## Written instruction 1
Echo the entries exactly, starting with the line containing "Place one keypoint on each instance of the small" and going on through the last line of the entries.

────

Re: [PATCH v4 2/5] pid: Add PIDFD_IOCTL_GETFD to fetch file descriptors from processes

From: Arnd Bergmann
Date: Sat Dec 21 2019 - 08:53:58 EST


On Fri, Dec 20, 2019 at 4:35 AM Aleksa Sarai <cyphar@xxxxxxxxxx> wrote:
>
> On 2019-12-19, Sargun Dhillon <sargun@xxxxxxxxx> wrote:
> > On Thu, Dec 19, 2019 at 2:35 AM Christian Brauner
> > <christian.brauner@xxxxxxxxxx> wrote:
> > > I guess this is the remaining question we should settle, i.e. what do we
> > > prefer.
> > > I still think that adding a new syscall for this seems a bit rich. On
> > > the other hand it seems that a lot more people agree that using a
> > > dedicated syscall instead of an ioctl is the correct way; especially
> > > when it touches core kernel functionality. I mean that was one of the
> > > takeaways from the pidfd API ioctl-vs-syscall discussion.
> > >
> > > A syscall is nicer especially for core-kernel code like this.
> > > So I guess the only way to find out is to try the syscall approach and
> > > either get yelled and switch to an ioctl() or have it accepted.
> > >
> > > What does everyone else think? Arnd, still in favor of a syscall I take
> > > it. Oleg, you had suggested a syscall too, right? Florian, any
> > > thoughts/worries on/about this from the glibc side?

────

## Written instruction 2
In the mailing-list reply about PIDFD_IOCTL_GETFD, Christian Brauner asks Florian for thoughts or worries from which library's side?

Coordinate annotation entries
────

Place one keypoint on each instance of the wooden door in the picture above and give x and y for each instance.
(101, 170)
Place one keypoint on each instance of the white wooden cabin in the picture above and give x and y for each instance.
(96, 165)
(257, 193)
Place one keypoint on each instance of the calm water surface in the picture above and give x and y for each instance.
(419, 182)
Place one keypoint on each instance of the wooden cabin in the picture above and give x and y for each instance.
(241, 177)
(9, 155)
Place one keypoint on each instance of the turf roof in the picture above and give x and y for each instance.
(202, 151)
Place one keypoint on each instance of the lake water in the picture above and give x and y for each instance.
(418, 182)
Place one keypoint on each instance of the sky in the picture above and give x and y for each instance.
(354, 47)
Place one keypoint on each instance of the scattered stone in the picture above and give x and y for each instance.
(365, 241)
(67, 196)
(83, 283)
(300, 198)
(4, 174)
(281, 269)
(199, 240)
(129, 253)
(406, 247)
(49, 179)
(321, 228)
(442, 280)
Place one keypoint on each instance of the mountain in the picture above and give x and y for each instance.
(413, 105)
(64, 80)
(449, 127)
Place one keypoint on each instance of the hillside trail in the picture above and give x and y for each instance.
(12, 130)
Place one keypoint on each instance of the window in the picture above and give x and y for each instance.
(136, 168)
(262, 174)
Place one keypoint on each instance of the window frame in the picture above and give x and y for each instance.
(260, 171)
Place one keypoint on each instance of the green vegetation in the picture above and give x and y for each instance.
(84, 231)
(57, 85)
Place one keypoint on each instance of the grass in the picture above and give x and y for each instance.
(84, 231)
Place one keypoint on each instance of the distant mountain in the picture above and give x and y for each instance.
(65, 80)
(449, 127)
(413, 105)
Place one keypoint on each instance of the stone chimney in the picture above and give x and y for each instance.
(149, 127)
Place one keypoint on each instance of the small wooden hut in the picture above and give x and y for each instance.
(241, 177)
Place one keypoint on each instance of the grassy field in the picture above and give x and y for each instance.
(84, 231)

────

## Full response 1
Place one keypoint on each instance of the small wooden hut in the picture above and give x and y for each instance.
(241, 177)
Place one keypoint on each instance of the grassy field in the picture above and give x and y for each instance.
(84, 231)

## Full response 2
The glibc side.